→ **Problem**
Copy each line of the data below exactly, leaving out pictures.

Referring expression data:
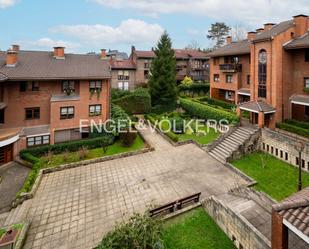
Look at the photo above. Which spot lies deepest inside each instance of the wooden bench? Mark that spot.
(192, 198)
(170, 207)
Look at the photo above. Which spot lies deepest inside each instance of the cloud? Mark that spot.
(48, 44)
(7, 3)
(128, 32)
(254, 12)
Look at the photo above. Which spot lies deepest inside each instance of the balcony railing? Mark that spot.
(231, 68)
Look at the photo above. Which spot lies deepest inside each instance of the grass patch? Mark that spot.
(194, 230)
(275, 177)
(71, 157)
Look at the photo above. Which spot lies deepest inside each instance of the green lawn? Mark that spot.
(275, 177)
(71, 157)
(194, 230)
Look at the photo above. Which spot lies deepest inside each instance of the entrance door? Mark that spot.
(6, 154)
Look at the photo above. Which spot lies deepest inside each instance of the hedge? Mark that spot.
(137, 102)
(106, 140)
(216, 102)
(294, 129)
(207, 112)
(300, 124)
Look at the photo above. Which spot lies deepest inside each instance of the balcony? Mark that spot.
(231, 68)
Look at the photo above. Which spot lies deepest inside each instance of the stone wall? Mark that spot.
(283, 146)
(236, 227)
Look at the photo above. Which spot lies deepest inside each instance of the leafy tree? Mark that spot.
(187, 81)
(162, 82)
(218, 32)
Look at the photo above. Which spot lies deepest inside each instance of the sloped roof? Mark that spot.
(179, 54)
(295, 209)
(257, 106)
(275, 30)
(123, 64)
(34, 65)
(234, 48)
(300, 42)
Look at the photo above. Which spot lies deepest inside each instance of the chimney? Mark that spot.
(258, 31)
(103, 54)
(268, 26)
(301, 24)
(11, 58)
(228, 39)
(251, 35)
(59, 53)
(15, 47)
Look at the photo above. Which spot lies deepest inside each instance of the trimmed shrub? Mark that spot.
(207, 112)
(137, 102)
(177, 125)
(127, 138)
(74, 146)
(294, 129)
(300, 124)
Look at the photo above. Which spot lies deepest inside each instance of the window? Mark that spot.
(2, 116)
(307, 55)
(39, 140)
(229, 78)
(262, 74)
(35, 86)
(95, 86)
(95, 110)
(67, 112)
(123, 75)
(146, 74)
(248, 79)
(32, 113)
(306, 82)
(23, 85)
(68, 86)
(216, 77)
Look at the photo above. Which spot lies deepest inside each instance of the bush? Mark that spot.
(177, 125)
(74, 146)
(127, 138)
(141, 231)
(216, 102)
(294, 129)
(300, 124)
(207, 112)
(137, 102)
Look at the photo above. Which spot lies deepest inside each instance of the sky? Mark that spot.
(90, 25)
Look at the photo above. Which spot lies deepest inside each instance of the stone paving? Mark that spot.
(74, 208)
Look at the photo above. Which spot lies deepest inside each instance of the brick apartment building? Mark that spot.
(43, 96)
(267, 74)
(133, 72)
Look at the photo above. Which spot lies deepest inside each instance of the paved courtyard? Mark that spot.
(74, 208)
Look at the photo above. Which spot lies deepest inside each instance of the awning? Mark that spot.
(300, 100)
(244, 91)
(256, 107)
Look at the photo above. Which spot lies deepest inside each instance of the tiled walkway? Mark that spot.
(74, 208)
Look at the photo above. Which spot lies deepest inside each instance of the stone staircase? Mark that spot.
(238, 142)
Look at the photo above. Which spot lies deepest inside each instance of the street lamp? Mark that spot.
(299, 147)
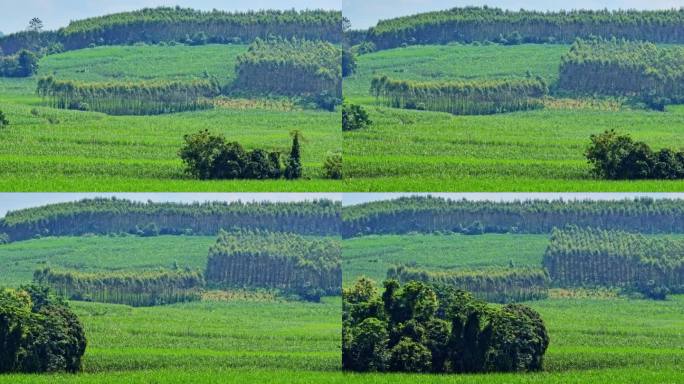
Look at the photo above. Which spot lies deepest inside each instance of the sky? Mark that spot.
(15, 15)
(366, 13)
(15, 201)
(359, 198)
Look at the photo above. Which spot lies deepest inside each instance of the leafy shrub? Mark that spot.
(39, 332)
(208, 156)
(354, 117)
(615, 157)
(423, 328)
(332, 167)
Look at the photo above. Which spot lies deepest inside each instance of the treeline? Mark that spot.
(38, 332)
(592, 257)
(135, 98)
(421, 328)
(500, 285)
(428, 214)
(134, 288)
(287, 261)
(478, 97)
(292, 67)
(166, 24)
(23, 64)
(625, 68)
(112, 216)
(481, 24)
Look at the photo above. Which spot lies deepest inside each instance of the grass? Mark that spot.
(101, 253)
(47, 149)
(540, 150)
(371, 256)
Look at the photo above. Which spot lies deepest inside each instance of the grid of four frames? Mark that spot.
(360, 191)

→ **Your response**
Look at the photo above. Which spot lies deepest inside each instance of the wooden bench? Mark that spot.
(192, 198)
(170, 207)
Look at the photo above. Which spot lies deepest inside each instance of the cloud? Mark that spot.
(48, 44)
(7, 3)
(128, 32)
(254, 12)
Look at the photo above. Which spot lies deepest inside each instance of the balcony railing? Mark that spot.
(231, 68)
Look at the photo above. Which spot lies deepest inside each instance of the grass patch? Mark that spot.
(194, 230)
(275, 177)
(71, 157)
Look at the photo above. Which spot lies deepest inside each instance of the green lawn? Mark that spot.
(275, 177)
(71, 157)
(194, 230)
Look at the photo above. Which spot lies deepest inside each instance of the entrance door? Mark that spot.
(6, 154)
Look at the photo above. Which spot lies deepest inside each instance of the hedge? Mark that spot.
(137, 102)
(106, 140)
(216, 102)
(294, 129)
(207, 112)
(300, 124)
Look at the photo above. Which spot lies deepest inside each instance of the balcony? Mark that spot.
(231, 68)
Look at the photo above. Which spot lies deepest inside each instance of the stone wall? Mark that spot.
(283, 146)
(236, 227)
Look at the photo above. Which spot lies deepest inside each instance of the leafy tree? Mark that spot.
(187, 81)
(162, 82)
(218, 32)
Look at the photo above. Which spot lies deepest inside each instance of the sloped roof? Mark that spot.
(179, 54)
(295, 209)
(257, 106)
(275, 30)
(123, 64)
(34, 65)
(234, 48)
(300, 42)
Look at the photo above. Which spot lies deepest inside each instance of the chimney? Mark that spot.
(258, 31)
(103, 54)
(268, 26)
(301, 24)
(11, 58)
(228, 39)
(251, 35)
(59, 53)
(15, 47)
Look at the photo above. Which spot lies deepest inside each instance of the trimmed shrub? Mark that spot.
(207, 112)
(137, 102)
(177, 125)
(127, 138)
(74, 146)
(294, 129)
(300, 124)
Look at the photo above. Which spot lies deepest inside each instance of the window? Mark that spot.
(2, 116)
(307, 55)
(39, 140)
(229, 78)
(262, 74)
(35, 86)
(95, 86)
(95, 110)
(67, 112)
(123, 75)
(146, 74)
(248, 79)
(32, 113)
(306, 82)
(23, 85)
(68, 86)
(216, 77)
Look at the photo above. Which spot lies deepest inside each instance of the bush? Mark that spot.
(177, 125)
(74, 146)
(127, 138)
(141, 231)
(216, 102)
(294, 129)
(300, 124)
(207, 112)
(137, 102)
Look at the photo above. Which spot lies deepest inside each instance of the sky? Mark that spot.
(90, 25)
Look at the photo above. Which spot lies deepest inside each instance of the stone paving? Mark that spot.
(74, 208)
Look at the photo above. Which spot lies deepest inside each instance of the brick apartment building? Mark that spot.
(43, 96)
(267, 74)
(133, 72)
Look at the photo above. Which spot lies deepest inside each instance of the paved courtyard? Mark that spot.
(74, 208)
Look at the photo above. Which spot lies deepest inside each instance of the awning? Mark that spot.
(300, 100)
(244, 91)
(256, 107)
Look at the photo above. Which spot lies deepest inside each instance of the tiled walkway? Mark that spot.
(74, 208)
Look at the photo above. Which spot lies deepest inside each instance of the stone staircase? Mark that spot.
(238, 142)
Look at the photo above. Which spot lies deepest inside each instance of the street lamp? Mark that spot.
(299, 147)
Look at the photo above. Which spot lies deepest inside each instance of the sky? Mark that spot.
(15, 15)
(366, 13)
(15, 201)
(359, 198)
Look at the photo above. Which spot lies deepest inside each instance of the leafy shrub? Mark that spot.
(39, 332)
(208, 156)
(354, 117)
(615, 157)
(423, 328)
(332, 167)
Look at the photo above. Which spot lies deepest inside each instance of the treeline? Mark that spot.
(38, 332)
(592, 257)
(135, 98)
(421, 328)
(500, 285)
(428, 214)
(134, 288)
(287, 261)
(478, 97)
(292, 67)
(166, 24)
(23, 64)
(625, 68)
(112, 216)
(481, 24)
Look at the photo above. Which spot lies deepest inside each instance of the grass? Mark that spot.
(101, 253)
(47, 149)
(540, 150)
(371, 256)
Look at the photo above. Which spot lies deepest inside each instance of the grid of four frames? Mark that spot.
(360, 191)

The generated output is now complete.